** Work to complete **
From the records below, set down exactly the lines starting with the line that contains "Query: red-headed woodpecker" and going on through the line that contains "Where can the green metal". Nothing else is wanted.

** Material provided **
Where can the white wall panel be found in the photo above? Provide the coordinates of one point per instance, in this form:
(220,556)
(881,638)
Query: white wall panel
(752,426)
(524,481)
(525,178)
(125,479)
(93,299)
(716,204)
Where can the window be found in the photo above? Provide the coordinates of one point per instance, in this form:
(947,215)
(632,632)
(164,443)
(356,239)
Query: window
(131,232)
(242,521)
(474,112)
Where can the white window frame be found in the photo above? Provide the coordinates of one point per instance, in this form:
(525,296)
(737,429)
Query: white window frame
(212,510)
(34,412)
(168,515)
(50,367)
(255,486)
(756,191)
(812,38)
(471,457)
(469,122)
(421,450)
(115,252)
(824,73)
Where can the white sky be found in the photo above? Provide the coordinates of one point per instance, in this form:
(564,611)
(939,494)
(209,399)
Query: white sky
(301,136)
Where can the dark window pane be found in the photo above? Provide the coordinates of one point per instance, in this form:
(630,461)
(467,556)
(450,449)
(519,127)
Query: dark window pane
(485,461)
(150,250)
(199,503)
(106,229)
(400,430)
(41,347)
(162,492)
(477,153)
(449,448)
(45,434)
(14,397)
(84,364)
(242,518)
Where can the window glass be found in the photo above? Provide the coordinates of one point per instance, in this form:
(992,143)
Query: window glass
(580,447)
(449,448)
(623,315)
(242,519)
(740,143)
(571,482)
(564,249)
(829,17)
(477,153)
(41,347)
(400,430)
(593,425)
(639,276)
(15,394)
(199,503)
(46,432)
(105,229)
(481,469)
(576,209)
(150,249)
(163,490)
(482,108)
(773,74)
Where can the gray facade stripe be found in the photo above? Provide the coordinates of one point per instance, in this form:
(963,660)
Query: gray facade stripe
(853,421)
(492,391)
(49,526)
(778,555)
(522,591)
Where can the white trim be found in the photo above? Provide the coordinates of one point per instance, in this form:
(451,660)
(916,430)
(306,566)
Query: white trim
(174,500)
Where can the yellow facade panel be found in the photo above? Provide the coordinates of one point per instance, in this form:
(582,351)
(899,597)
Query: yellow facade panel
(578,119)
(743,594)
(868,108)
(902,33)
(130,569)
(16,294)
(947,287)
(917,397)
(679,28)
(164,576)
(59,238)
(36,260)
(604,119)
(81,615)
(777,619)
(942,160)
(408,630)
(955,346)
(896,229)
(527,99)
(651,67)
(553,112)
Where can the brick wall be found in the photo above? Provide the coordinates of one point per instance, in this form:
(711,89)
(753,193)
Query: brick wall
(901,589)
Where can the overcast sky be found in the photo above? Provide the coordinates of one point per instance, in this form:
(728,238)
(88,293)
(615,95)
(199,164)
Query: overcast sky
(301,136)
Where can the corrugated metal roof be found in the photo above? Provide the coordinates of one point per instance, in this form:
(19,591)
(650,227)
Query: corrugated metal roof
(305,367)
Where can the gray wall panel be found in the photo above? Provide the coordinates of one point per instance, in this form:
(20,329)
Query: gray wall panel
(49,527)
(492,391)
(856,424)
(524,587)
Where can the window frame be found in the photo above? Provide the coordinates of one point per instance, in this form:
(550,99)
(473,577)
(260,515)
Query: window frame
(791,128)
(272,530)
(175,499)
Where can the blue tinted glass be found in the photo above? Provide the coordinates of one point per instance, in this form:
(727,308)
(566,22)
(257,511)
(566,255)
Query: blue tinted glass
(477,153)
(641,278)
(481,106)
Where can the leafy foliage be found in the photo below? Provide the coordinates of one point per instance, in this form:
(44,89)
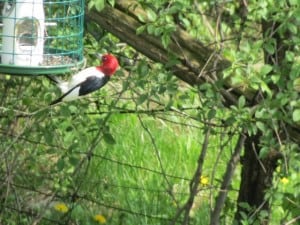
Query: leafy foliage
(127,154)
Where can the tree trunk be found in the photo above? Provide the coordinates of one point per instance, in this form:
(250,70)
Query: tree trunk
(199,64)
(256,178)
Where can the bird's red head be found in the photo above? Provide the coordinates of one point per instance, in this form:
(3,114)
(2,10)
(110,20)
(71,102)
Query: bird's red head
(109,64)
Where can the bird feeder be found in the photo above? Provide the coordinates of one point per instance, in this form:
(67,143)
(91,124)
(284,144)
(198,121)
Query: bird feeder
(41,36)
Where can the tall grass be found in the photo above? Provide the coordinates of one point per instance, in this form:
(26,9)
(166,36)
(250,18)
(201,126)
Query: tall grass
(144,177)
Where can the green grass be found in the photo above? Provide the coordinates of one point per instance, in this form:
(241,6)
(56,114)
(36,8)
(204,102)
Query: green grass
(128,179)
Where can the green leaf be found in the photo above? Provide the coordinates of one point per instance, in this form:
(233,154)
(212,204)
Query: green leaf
==
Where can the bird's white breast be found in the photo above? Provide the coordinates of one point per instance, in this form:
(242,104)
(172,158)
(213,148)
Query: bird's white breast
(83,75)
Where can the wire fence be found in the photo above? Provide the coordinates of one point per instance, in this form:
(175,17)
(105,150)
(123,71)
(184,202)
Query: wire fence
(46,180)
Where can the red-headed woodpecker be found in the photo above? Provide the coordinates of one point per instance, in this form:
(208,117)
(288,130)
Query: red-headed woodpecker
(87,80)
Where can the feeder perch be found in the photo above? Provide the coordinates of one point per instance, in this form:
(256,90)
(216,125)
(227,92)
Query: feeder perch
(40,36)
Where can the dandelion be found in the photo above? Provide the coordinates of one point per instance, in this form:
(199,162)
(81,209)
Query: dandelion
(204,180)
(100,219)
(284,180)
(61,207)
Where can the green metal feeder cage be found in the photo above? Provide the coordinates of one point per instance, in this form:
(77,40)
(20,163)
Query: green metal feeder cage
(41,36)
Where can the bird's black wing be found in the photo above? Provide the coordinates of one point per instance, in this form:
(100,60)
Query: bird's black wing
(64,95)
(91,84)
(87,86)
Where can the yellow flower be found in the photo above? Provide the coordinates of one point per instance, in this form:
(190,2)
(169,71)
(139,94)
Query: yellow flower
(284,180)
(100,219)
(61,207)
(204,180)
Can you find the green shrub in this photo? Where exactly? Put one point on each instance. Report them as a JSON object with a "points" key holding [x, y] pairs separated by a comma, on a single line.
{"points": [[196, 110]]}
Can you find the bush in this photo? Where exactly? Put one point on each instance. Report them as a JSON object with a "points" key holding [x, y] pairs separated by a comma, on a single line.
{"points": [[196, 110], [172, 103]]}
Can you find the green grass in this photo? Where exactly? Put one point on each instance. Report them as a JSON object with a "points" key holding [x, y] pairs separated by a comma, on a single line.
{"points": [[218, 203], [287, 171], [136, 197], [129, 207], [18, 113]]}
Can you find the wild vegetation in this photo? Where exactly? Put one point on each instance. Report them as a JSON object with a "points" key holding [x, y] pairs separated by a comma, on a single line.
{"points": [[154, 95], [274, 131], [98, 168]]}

** Exercise response **
Query: red-headed woodpecker
(87,80)
Where can the feeder perch be found in the photo above? Provide the coordinates of one point per instance, in this form:
(256,90)
(216,125)
(227,92)
Query: feeder perch
(40,36)
Where can the dandelion be found in the photo above? Provide the coordinates of one point per instance, in this form:
(199,162)
(81,209)
Query: dandelion
(204,180)
(100,219)
(284,180)
(61,207)
Where can the green metal feeder cage be found in the photo above? Provide the coordinates of one point per instance, in this form:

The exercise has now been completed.